Text shown:
Traditions of encryption date back to ancient times: it was emperor Julius Caesar who invented the code named after him. However, the history of electronic digital signatures is not that long.
Electronic digital signature is a succession of symbols which appeared as a result of cryptographic transformation of electronic data.
It is added to data block and allows the block receiver check the source and data integrity and protect oneself against the counterfeits. It can also be used as an analogue of a personal signature.
As a rule, the scheme of an electronic signature includes the algorithm of generation of the user’s key pairs, identification function and function of a signature verifying. The function of signature identification by a user’s document and secret key identifies the signature itself, and the function of a signature verifying checks if the signature corresponds to the document and open user’s key. User’s open key is available for everybody.
There is a difference between an electronic digital signature and the authentic message code, though both of them have similar aims (provision of a document’s integrity and impossibility of repudiation). The algorithms of electronic digital signature are asymmetric algorithms, whereas the codes of authenticity are calculated in accordance with the symmetric schemes.

Stored data:
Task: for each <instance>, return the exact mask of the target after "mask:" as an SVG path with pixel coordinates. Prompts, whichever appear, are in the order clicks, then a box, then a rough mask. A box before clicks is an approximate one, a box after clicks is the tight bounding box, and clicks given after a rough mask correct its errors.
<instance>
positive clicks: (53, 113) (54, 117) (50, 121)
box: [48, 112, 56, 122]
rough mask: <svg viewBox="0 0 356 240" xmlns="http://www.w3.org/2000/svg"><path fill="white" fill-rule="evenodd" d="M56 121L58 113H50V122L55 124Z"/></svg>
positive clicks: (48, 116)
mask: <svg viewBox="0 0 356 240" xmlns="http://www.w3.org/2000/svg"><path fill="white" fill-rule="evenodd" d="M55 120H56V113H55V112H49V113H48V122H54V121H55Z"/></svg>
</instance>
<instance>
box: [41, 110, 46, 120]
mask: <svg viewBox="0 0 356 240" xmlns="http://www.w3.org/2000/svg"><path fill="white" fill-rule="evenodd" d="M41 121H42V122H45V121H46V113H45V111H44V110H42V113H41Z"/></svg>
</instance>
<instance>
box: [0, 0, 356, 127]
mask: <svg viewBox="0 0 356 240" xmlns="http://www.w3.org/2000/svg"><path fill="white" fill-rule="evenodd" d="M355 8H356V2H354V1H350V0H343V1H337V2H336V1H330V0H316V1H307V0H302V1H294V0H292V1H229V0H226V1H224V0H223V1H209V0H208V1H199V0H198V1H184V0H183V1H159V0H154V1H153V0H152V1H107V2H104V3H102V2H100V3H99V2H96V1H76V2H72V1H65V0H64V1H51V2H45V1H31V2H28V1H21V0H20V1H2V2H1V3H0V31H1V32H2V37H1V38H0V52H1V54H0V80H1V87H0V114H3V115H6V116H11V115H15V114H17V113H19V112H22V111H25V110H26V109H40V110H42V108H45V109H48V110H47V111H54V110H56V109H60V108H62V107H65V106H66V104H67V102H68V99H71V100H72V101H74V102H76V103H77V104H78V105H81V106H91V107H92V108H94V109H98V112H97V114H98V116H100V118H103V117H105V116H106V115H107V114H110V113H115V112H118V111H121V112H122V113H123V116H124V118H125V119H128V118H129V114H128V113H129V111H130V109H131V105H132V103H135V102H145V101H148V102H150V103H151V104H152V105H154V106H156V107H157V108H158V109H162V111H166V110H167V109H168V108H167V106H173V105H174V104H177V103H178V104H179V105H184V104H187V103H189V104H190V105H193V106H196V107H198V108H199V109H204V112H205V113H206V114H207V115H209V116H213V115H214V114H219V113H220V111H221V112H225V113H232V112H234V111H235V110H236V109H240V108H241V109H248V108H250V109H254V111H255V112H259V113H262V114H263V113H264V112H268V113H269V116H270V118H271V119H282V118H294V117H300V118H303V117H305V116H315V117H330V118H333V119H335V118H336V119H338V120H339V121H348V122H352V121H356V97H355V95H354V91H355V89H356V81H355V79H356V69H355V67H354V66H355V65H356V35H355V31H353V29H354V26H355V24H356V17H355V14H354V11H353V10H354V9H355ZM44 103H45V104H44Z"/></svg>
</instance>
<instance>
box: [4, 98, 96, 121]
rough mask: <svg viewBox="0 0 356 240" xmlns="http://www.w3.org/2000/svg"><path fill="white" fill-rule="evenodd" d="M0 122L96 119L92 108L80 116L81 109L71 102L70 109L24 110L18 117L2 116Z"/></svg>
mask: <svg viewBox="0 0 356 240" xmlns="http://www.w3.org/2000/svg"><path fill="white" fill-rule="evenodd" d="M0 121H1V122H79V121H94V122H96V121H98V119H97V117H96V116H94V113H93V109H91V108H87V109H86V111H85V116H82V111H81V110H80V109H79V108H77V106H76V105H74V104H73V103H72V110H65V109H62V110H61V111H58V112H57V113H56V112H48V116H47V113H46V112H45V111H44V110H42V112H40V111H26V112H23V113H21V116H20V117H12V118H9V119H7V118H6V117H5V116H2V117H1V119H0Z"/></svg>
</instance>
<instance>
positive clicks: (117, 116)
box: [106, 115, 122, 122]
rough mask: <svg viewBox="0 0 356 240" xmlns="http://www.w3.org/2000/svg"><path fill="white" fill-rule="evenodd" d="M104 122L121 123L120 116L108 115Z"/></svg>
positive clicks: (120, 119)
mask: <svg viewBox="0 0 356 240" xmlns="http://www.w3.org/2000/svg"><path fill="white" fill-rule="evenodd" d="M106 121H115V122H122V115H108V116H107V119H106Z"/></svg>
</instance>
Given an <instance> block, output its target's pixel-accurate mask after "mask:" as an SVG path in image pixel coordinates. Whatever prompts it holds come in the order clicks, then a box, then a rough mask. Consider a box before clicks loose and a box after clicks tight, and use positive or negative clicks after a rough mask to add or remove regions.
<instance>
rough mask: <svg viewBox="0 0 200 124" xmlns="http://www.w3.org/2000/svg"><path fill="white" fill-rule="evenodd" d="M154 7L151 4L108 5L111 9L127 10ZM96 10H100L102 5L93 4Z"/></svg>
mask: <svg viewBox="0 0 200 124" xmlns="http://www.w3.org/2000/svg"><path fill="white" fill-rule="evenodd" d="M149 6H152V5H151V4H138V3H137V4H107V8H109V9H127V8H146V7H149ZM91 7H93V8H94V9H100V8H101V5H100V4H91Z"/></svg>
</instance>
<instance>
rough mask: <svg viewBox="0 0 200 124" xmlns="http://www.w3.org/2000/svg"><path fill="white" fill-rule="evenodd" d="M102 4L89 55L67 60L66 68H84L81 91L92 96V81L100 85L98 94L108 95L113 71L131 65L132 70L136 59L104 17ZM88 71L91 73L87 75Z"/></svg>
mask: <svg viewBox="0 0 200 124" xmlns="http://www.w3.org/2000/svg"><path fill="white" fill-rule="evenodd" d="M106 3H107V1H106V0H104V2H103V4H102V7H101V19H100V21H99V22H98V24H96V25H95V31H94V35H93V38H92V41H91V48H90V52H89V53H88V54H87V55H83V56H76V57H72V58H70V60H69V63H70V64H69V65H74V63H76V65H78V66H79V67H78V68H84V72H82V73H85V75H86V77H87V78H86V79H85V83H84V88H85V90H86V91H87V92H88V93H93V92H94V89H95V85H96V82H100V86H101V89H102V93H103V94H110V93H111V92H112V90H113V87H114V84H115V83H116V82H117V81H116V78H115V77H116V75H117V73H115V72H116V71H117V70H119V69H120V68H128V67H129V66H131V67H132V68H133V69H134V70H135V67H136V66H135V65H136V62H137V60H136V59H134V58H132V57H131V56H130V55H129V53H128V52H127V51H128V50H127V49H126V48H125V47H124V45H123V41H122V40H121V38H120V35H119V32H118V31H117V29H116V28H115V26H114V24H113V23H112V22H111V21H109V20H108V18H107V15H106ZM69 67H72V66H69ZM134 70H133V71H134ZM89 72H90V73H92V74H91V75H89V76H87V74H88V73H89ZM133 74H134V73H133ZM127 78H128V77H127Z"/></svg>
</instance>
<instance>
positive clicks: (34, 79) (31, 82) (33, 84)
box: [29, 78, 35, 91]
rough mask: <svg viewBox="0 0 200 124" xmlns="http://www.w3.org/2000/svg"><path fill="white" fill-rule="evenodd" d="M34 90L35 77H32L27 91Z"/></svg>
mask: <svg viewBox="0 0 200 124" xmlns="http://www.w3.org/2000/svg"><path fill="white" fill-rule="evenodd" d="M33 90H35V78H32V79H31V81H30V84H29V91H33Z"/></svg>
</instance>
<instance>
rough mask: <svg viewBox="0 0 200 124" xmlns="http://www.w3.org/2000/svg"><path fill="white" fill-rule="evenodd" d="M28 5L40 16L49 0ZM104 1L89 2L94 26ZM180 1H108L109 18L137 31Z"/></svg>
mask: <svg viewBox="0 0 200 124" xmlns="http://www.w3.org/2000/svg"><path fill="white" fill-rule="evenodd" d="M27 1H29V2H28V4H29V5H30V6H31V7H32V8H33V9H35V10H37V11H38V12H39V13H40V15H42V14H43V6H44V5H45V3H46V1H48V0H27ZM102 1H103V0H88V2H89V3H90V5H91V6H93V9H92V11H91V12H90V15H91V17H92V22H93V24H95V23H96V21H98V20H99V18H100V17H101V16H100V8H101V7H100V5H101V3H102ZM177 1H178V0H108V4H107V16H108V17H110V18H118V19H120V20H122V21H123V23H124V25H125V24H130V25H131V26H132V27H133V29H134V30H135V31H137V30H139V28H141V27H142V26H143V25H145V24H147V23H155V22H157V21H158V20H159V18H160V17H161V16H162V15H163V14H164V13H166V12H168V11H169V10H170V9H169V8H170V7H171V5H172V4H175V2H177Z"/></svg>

Activity 1: Can you reproduce the rows word for word, everything from the first row down to the line that contains "box: [48, 112, 56, 122]", with that line included?
Activity 2: How would the passage on electronic digital signatures go on after its final sentence? Write the continuation.

Result 1:
Task: for each <instance>, return the exact mask of the target after "mask:" as an SVG path with pixel coordinates. Prompts, whichever appear, are in the order clicks, then a box, then a rough mask. A box before clicks is an approximate one, a box after clicks is the tight bounding box, and clicks given after a rough mask correct its errors.
<instance>
positive clicks: (53, 113) (54, 117) (50, 121)
box: [48, 112, 56, 122]

Result 2:
Digital signature gives the opportunity to:
• ascertain the source of a document
• protect against the document changes
• make the repudiation impossible
There are some digital signature risks:
• signature forging
• an attempt to get an appropriate document to a signature, so that it correspond to the document
• forging of a counterfeit document with the same hash as the authentic document
• possibility of signing any document by an intruder stealing the closed key on behalf of the key owner
• intruder can make an owner sign a document by deception (for instance, by using the blind signature protocol)
• possibility of an intruder’s substitution of an owner’s key for his own to act as the owner
There are several algorithms of a digital signature, among them are:
• American standards of an electronic digital signature (DSA; ECDSA)
• Russian standards of an electronic digital signature (ГОСТ Р 34.10-94 – is not valid at present time; ГОСТ Р 34.10-2001)
• Ukrainian standards of an electronic digital signature (ДСТУ 4145-2002)
• Standard PKCS#1 describes, in particular, the scheme of an electronic digital signature on the basis of RSA algorithm.
The problem with cryptography with open key including the systems of electronic digital signatures is managing the open keys. It is necessary to provide access to an authentic open key of any other user, protect the keys from substitution of an intruder and cancel the key in case it is compromised. The keys are protected with the help of certificates.
The certificate allows verify the owner’s data and his open key with the signature of an authorized representative. The centralized certificate systems (PKI, for instance) apply the centres of certification supported by the authorized organizations. In decentralized systems (PGP, for instance) every user builds up a network of trust of people.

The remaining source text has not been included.